• Your instructions
All entries are to be quoted exactly; the images stay out of the copy.

• Source material
..........

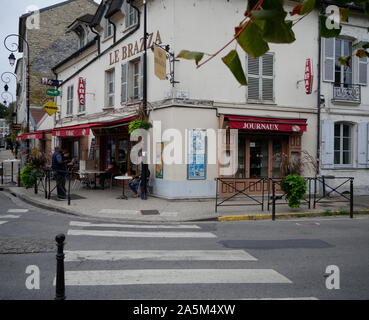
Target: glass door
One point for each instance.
(259, 155)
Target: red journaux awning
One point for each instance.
(31, 136)
(73, 131)
(267, 124)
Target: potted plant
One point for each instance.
(293, 184)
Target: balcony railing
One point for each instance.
(347, 92)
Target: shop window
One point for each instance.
(110, 88)
(342, 144)
(260, 78)
(70, 91)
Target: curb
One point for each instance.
(288, 215)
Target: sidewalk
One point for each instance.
(104, 204)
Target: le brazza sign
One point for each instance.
(267, 124)
(50, 107)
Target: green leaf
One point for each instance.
(191, 55)
(278, 32)
(307, 6)
(328, 33)
(233, 62)
(251, 40)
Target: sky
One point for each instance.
(10, 12)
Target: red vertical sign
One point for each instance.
(81, 91)
(308, 78)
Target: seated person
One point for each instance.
(136, 182)
(109, 172)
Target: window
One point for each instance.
(110, 88)
(260, 73)
(131, 16)
(334, 48)
(70, 100)
(131, 81)
(342, 144)
(108, 29)
(363, 71)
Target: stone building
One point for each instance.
(45, 32)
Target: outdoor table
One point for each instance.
(95, 172)
(12, 161)
(123, 196)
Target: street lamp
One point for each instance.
(12, 60)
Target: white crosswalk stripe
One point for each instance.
(159, 276)
(160, 255)
(172, 276)
(18, 210)
(138, 226)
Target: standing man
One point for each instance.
(59, 166)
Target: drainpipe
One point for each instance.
(97, 39)
(318, 98)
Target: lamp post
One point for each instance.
(6, 79)
(12, 61)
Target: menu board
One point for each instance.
(196, 168)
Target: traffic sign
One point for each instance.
(50, 107)
(53, 92)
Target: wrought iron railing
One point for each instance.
(347, 92)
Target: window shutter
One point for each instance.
(329, 59)
(327, 144)
(142, 78)
(363, 71)
(362, 147)
(268, 74)
(253, 74)
(124, 82)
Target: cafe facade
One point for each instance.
(272, 119)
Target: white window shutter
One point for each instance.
(362, 145)
(363, 67)
(124, 83)
(327, 147)
(329, 59)
(253, 74)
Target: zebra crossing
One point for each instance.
(8, 217)
(160, 276)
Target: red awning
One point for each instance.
(267, 124)
(84, 129)
(33, 135)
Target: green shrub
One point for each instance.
(295, 188)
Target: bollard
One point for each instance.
(273, 203)
(60, 281)
(351, 198)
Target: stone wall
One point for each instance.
(50, 44)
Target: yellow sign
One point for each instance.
(160, 57)
(50, 107)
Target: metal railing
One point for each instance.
(220, 182)
(343, 182)
(347, 92)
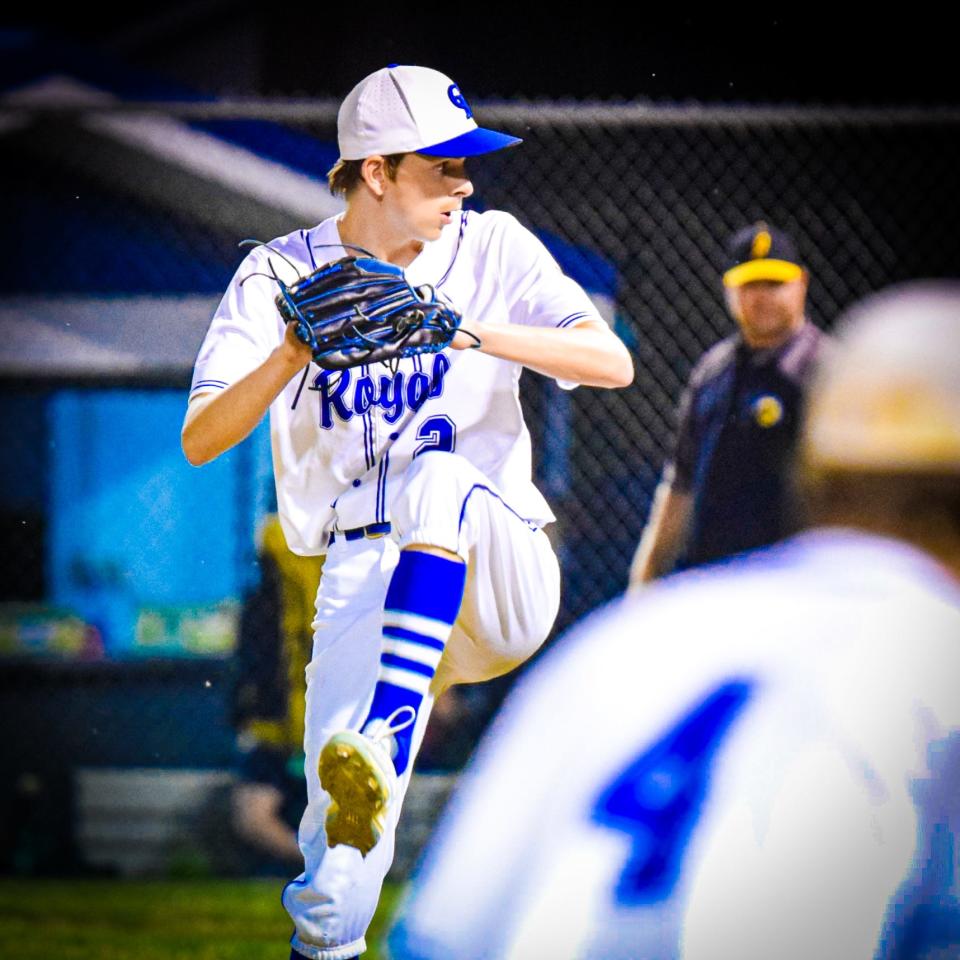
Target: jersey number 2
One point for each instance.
(436, 433)
(656, 800)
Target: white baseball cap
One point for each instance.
(402, 109)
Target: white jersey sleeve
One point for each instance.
(538, 292)
(244, 330)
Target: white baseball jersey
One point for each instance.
(341, 438)
(748, 762)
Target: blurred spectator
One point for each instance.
(725, 489)
(273, 649)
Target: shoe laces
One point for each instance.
(383, 731)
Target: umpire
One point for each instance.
(725, 489)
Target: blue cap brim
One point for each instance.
(471, 144)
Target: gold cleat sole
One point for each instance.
(359, 789)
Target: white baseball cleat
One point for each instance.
(357, 770)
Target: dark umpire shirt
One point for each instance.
(738, 424)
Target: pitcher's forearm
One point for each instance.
(215, 422)
(589, 354)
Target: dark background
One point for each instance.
(740, 54)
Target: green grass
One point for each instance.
(154, 920)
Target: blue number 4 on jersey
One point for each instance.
(657, 799)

..........

• Written answer
Target: glass door
One point for each instance.
(259, 155)
Target: red journaux awning
One point for each instance.
(31, 136)
(73, 131)
(267, 124)
Target: potted plant
One point for each instance.
(293, 184)
Target: balcony railing
One point for each instance.
(347, 92)
Target: shop window
One point for each instance.
(110, 88)
(342, 144)
(260, 78)
(70, 91)
Target: curb
One point for each instance.
(288, 215)
Target: sidewalk
One point for each instance.
(104, 204)
Target: le brazza sign
One point for each instance.
(267, 124)
(50, 107)
Target: green leaf
One point for each instance.
(191, 55)
(278, 32)
(307, 6)
(328, 33)
(233, 62)
(251, 40)
Target: sky
One point for each instance.
(10, 12)
Target: red vertical sign
One point for each instance.
(81, 91)
(308, 78)
Target: seated person
One point for each instance.
(136, 182)
(109, 172)
Target: window
One point for each instance.
(110, 88)
(260, 73)
(131, 16)
(334, 48)
(70, 100)
(131, 81)
(342, 144)
(108, 29)
(363, 71)
Target: stone building
One point for each instance.
(45, 32)
Target: outdoor table
One point for each instance.
(95, 172)
(12, 161)
(123, 196)
Target: street lamp
One point for each instance.
(12, 60)
Target: white crosswalk stripe
One point for each instance.
(159, 276)
(160, 255)
(172, 276)
(18, 210)
(138, 226)
Target: standing man
One point for each instance.
(59, 166)
Target: drainpipe
One point for each instance.
(97, 39)
(318, 98)
Target: lamp post
One point for each instance.
(6, 79)
(12, 61)
Target: menu board
One point for each instance.
(196, 168)
Target: traffic sign
One point for each instance.
(50, 107)
(53, 92)
Target: wrought iron railing
One point for each instance.
(347, 92)
Target: window shutter
One point for each instance.
(329, 59)
(327, 144)
(142, 78)
(363, 71)
(362, 147)
(268, 74)
(253, 74)
(124, 82)
Target: cafe facade
One point for each instance.
(272, 119)
Target: white window shutter
One point for each instance.
(362, 145)
(363, 67)
(124, 83)
(327, 147)
(329, 59)
(253, 74)
Target: zebra crossing
One point for each instance.
(8, 217)
(160, 276)
Target: red awning
One point for each instance.
(267, 124)
(84, 129)
(33, 135)
Target: green shrub
One point for each instance.
(295, 188)
Target: bollard
One point for each instance.
(273, 203)
(60, 281)
(351, 198)
Target: stone wall
One point for each instance.
(50, 44)
Target: yellow sign
One point for each instance.
(160, 57)
(50, 107)
Target: metal railing
One point for each instance.
(220, 182)
(343, 182)
(347, 92)
Target: jersey number 2
One point for each instance.
(436, 433)
(656, 800)
Target: white baseball cap
One point for each instance.
(402, 109)
Target: white jersey sleeve
One point for each instance.
(538, 292)
(244, 330)
Target: white baseball jersey
One point for each instance.
(341, 438)
(748, 762)
Target: blurred spectator
One point for each instance.
(725, 489)
(273, 649)
Target: shoe laces
One point for each instance.
(383, 731)
Target: umpire
One point for each instance.
(725, 489)
Target: blue cap brim
One point for each instance.
(471, 144)
Target: gold cleat sole
One point for each instance.
(359, 789)
Target: white baseball cleat
One point for each instance.
(357, 770)
Target: dark umpire shirt
One point for each instance.
(738, 424)
Target: pitcher's forearm
One point for each instance.
(215, 422)
(589, 354)
Target: dark background
One point for each instance.
(740, 54)
Target: green grass
One point for each instance.
(154, 920)
Target: blue number 4 on jersey
One point for each instance.
(657, 799)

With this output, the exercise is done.